Write the data out in full and word for word. Do not include images.

Image-grounded pointing data:

------------------------

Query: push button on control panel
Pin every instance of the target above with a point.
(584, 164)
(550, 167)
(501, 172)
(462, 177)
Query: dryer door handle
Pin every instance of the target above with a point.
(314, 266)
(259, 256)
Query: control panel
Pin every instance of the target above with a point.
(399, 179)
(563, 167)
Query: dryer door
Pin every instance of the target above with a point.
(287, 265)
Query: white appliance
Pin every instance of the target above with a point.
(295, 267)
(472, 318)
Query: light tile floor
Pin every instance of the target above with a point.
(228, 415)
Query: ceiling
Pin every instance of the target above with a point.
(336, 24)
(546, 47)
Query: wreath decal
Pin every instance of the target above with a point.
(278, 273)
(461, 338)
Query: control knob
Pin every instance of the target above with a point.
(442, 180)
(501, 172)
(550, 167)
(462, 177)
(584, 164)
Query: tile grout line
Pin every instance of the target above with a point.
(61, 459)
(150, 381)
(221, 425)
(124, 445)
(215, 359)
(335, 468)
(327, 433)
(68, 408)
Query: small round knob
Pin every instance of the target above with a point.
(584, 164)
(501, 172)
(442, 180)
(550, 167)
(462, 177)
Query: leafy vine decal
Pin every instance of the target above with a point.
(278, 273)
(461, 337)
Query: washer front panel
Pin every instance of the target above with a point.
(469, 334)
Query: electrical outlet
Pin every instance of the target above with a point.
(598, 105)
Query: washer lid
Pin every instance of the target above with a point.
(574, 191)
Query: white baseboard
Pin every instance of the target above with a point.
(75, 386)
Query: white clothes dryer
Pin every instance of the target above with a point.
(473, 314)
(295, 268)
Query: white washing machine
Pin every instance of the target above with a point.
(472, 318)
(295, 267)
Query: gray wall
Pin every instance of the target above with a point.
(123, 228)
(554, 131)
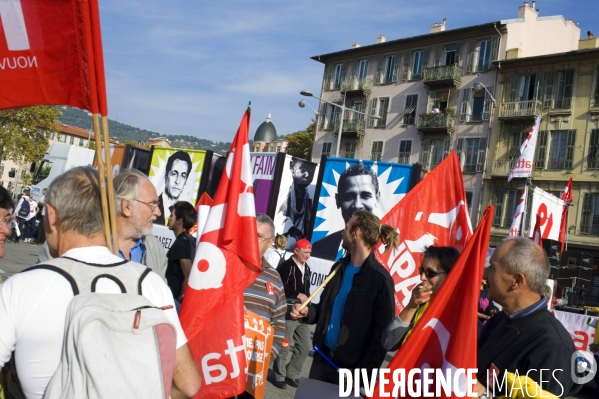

------------------------

Your response:
Query: push button on control panel
Pin every instance of the target above with a point.
(584, 164)
(550, 167)
(501, 172)
(462, 177)
Query: dryer door handle
Pin every instance of the target above with a point.
(314, 266)
(259, 256)
Query: control panel
Pin every instance of the target above with a point.
(399, 179)
(563, 167)
Query: dryer door
Pin every instance of the target above with a point.
(287, 265)
Query: white appliance
Pin every instance of the target above with a point.
(295, 267)
(472, 318)
Query: light tile floor
Pin every instance of the target above with a point.
(228, 415)
Query: ceiling
Pin every instance of the target above with a point.
(336, 24)
(546, 47)
Query: wreath decal
Pin every instance of the target above with a point.
(278, 273)
(461, 338)
Query: control knob
Pin every instance of the target above with a point.
(442, 180)
(501, 172)
(550, 167)
(462, 177)
(584, 164)
Query: tile grout line
Pin every instance of the target above with a point.
(61, 459)
(150, 381)
(221, 425)
(124, 445)
(215, 359)
(335, 468)
(327, 433)
(68, 408)
Query: small round knob
Pin every instance of the target above with a point.
(584, 164)
(501, 172)
(442, 180)
(550, 167)
(462, 177)
Query: leafy vine decal
Pin every instance of the target above with a point.
(278, 273)
(461, 337)
Query: washer front panel
Pin every instance of the target above with a point.
(469, 334)
Query: electrical outlet
Pin every instance of the target above with a point.
(598, 105)
Query: washer lid
Pin every instance of the target above with a point.
(574, 191)
Query: white baseboard
Pin every instance of the target above with a point.
(75, 386)
Query: white clothes dryer
Pin every instance of the target above with a point.
(473, 314)
(295, 268)
Query: white washing machine
Pin every instance of the target above with a point.
(472, 318)
(295, 267)
Query: gray wall
Pin every instance of the target above with a point.
(123, 228)
(554, 131)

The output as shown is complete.